__Data in this exercise__
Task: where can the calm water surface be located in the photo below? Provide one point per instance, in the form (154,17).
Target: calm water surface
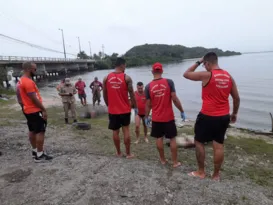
(253,74)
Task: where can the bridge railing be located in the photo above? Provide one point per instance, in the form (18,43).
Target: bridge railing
(42,59)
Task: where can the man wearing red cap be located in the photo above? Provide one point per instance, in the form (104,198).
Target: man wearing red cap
(213,119)
(160,93)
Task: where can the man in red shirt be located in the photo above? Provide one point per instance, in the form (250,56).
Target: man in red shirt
(96,87)
(214,118)
(160,93)
(31,102)
(116,87)
(80,85)
(140,111)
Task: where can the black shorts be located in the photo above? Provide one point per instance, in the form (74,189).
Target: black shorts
(211,128)
(141,116)
(35,122)
(82,96)
(167,129)
(118,121)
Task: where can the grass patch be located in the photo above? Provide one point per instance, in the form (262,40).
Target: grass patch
(251,146)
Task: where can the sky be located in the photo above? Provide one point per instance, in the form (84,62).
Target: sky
(239,25)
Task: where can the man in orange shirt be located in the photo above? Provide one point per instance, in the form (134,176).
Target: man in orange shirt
(30,100)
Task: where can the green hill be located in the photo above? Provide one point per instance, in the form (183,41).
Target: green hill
(151,53)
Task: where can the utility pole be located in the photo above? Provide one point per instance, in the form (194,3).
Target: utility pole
(102,51)
(79,43)
(90,49)
(63,41)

__Your task__
Recast the items above as a two-column CSV with the header item_text,answer. Give one row per item, put its text and its answer each in a single quoted field with every line break replaced by a space, and leave out the pictures.

__Output below__
item_text,answer
"Task: where can the calm water surface be located in the photo below? Provide one point per instance, in the form (154,17). Target: calm water surface","(253,74)"
"Task: where can the bridge railing be located in the photo above? Provide one point per instance, in the form (18,43). Target: bridge railing","(42,59)"
"Task: where can the man wearing red cap be located in the photo above? Provide one point per instance, in the form (104,198). Target: man wearing red cap","(213,119) (160,93)"
"Task: where can the man in red shirt be located in the photo above? Provide one point per instance, in the form (250,56). Target: man in red shirt","(96,87) (214,118) (160,93) (31,102) (116,87) (80,85) (140,111)"
"Task: where can the black shorts be located in the photo above? Provide one point per instance, in the form (74,189). Target: black shorts","(211,128) (141,116) (35,122) (82,96) (167,129) (118,121)"
"Task: where can the grass patch be located in the photo above? Provide one point per instance, in the form (262,40). Target: grass patch","(251,146)"
"Task: where can the sky be located in the photo above? Provide one point per instance, in the form (84,62). Target: sky","(239,25)"
"Task: where can the man in orange shirt be located in the photo above? Provide one point per instance, in the form (134,176). Target: man in orange shirt","(30,100)"
"Task: where can the green hill be located in the photo above? Provide one point per instance, in the form (183,41). Target: green hill","(151,53)"
"Task: where can the utility pole be located in the photo above? Provide one point per instance, in the form (194,3). Target: utility pole","(102,51) (79,43) (90,49) (63,41)"